Task to complete: Write out, word for word, the lines of the material starting with the one containing "In the photo above, where can the bell-shaped" and going on through the one containing "Target: bell-shaped mushroom cap", both included.

Records for processing:
* * * *
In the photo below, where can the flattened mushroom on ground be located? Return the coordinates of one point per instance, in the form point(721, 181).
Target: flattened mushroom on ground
* * * *
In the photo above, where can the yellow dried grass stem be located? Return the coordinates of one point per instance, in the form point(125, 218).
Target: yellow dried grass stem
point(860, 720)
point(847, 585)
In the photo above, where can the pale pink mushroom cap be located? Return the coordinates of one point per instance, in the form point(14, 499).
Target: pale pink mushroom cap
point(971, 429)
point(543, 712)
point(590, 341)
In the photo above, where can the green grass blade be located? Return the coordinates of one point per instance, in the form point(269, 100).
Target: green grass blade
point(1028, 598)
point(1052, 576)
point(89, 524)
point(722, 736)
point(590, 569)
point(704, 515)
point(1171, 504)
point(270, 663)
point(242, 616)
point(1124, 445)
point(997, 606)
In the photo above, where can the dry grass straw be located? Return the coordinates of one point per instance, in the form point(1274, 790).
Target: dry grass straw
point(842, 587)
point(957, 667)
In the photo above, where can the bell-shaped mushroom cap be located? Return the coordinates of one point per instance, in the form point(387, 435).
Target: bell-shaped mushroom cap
* * * *
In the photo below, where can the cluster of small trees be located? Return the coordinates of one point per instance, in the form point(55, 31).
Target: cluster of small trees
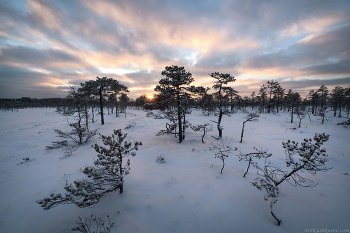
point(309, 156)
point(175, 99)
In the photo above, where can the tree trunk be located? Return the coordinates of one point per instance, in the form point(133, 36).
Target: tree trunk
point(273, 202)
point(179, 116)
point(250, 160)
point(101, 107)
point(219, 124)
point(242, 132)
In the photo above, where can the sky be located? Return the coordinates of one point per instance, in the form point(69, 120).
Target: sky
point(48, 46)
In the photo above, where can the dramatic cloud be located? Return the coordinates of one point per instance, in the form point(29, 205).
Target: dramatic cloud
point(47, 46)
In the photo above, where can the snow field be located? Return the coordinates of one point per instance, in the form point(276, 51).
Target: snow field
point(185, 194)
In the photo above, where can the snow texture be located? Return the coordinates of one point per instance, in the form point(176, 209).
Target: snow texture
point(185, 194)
* * * *
The completed task:
In the photo above, where can the bell-shaped mushroom cap be located? Return the coordinates of one point per instance, in the form point(387, 435).
Target: bell-shaped mushroom cap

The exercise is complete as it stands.